■ PASSAGE GIVEN ■

[START]

I'm not a big fan of this approach. I prefer passing a session object this is much simpler than their approach using context manager (with)... (my 2 cts)

It's not really about "implementing caching on the library itself"

It's just about changing calls like

requests.get(...)

to

session.get(...)

but anyway whatever your technical choices are, what is important is to be able to know quickly what datapackages in https://github.com/datasets/registry are not valid. But it seems that Rufus have some ideas / plans.

vitorbaptista commented 8 years ago

Just to be clear, I'm pointing out betamax because, as far as I can see, the reason you're suggesting this task is to allow us to monitor the datasets. With it, we can solve the testing issue without having to add more code to the datapackage-py.

femtotrader commented 8 years ago

I didn't know betamax previously. Both can be used with the monkey patch approach and so can allow to monitor the datasets.

[END]

■ DATASET CONTENT ■

[START]

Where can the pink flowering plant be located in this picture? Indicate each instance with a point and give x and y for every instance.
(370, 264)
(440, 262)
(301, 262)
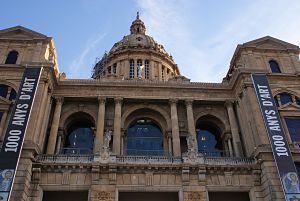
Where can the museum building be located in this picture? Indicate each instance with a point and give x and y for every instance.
(139, 130)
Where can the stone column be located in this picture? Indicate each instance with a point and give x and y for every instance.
(175, 128)
(2, 124)
(59, 141)
(41, 114)
(234, 129)
(230, 147)
(54, 126)
(117, 126)
(159, 72)
(100, 125)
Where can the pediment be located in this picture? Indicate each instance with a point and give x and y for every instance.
(269, 42)
(20, 33)
(290, 107)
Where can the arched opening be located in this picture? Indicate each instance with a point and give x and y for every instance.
(79, 138)
(209, 137)
(274, 66)
(12, 57)
(145, 137)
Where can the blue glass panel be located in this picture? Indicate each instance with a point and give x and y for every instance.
(274, 67)
(293, 125)
(207, 143)
(3, 90)
(12, 95)
(80, 141)
(145, 139)
(285, 98)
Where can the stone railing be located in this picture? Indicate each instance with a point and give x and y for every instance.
(54, 159)
(156, 160)
(148, 160)
(228, 161)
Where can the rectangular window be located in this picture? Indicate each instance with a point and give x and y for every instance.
(163, 73)
(146, 69)
(139, 63)
(131, 69)
(115, 68)
(293, 124)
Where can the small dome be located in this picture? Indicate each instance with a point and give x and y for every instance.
(137, 44)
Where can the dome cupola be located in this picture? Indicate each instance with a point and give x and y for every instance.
(137, 26)
(136, 56)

[END]

■ INSTRUCTIONS ■
1. In the thread, what call is suggested in place of requests.get(...)?
2. Edit the thread's passage that begins at "requests.get(...)" and stops after "to the datapackage-py.", putting "vcrpy" wherever "betamax" appears.
3. Please pick up the thread on caching requests for dataset monitoring and continue it from its last sentence.
The items are separate material from the thread.

■ IN RESPONSE ■
1. session.get(...)

2.
requests.get(...)

to

session.get(...)

but anyway whatever your technical choices are, what is important is to be able to know quickly what datapackages in https://github.com/datasets/registry are not valid. But it seems that Rufus have some ideas / plans.

vitorbaptista commented 8 years ago

Just to be clear, I'm pointing out vcrpy because, as far as I can see, the reason you're suggesting this task is to allow us to monitor the datasets. With it, we can solve the testing issue without having to add more code to the datapackage-py.

3.
roll commented 8 years ago

I suppose it's kinda blocked by https://github.com/frictionlessdata/specs/issues/243

pwalsh commented 8 years ago

@roll while frictionlessdata/datapackage-py#243 refers to a cache property, it has a different use and meaning to the above as far as I see.

roll commented 7 years ago

It's also related to https://github.com/frictionlessdata/goodtables-py/issues/140 - both could require providing some custom requests session to tabulator. But caching could lead to other kind of problems like memory usage (we do streaming for everything).

So this issue is something to investigate.